=== What you have to do ===
In your answer, reproduce exactly the lines from the beginning of the listing below through the one containing "--holes=even-odd", and only those lines.

=== Information supplied ===
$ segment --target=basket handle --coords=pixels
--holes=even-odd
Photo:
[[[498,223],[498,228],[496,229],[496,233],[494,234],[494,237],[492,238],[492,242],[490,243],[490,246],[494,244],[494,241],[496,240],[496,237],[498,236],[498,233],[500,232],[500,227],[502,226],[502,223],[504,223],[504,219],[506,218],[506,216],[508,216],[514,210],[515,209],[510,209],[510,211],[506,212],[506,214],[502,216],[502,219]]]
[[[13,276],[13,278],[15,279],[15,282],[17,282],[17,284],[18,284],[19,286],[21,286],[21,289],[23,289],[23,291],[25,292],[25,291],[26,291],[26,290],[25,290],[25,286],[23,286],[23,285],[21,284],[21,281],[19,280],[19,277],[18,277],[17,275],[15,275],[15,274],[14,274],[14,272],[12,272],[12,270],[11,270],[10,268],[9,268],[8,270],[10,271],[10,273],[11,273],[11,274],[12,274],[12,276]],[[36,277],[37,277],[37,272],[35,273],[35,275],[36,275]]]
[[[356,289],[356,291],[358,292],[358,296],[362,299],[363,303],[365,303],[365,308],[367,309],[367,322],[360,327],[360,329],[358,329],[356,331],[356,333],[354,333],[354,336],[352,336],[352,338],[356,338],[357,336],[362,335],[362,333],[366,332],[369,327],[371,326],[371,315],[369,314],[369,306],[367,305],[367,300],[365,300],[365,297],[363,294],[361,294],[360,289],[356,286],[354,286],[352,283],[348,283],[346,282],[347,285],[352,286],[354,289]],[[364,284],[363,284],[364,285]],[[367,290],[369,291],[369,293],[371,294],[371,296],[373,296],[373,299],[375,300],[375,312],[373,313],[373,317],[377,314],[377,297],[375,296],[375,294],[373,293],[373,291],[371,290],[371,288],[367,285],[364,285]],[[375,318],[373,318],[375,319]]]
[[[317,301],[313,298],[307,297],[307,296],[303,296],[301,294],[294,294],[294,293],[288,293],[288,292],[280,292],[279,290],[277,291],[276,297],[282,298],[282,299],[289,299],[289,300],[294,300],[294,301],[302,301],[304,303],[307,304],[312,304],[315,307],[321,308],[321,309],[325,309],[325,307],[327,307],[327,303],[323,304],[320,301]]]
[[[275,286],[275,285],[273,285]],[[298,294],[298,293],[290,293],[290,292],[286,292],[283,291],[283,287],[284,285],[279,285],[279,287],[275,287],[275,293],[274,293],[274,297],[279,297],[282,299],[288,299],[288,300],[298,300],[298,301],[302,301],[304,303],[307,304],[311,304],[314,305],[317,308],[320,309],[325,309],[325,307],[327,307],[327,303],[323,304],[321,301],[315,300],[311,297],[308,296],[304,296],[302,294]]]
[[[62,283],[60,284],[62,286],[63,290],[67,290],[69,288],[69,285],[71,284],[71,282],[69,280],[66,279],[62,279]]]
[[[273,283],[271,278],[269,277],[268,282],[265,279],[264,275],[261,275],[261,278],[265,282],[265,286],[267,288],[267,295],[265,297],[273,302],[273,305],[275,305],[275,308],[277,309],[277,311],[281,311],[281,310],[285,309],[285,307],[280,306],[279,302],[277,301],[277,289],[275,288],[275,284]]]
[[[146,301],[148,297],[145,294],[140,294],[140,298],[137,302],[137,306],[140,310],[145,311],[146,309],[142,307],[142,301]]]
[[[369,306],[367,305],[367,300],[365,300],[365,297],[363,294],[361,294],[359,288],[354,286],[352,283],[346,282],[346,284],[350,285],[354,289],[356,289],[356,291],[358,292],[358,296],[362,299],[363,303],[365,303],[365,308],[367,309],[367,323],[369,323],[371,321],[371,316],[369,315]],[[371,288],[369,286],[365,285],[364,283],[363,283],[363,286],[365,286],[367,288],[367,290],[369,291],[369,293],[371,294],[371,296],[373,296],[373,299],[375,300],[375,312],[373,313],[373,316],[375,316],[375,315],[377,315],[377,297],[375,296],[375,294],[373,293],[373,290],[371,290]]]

=== Result of the exercise ===
$ segment --target=basket handle --coords=pixels
--holes=even-odd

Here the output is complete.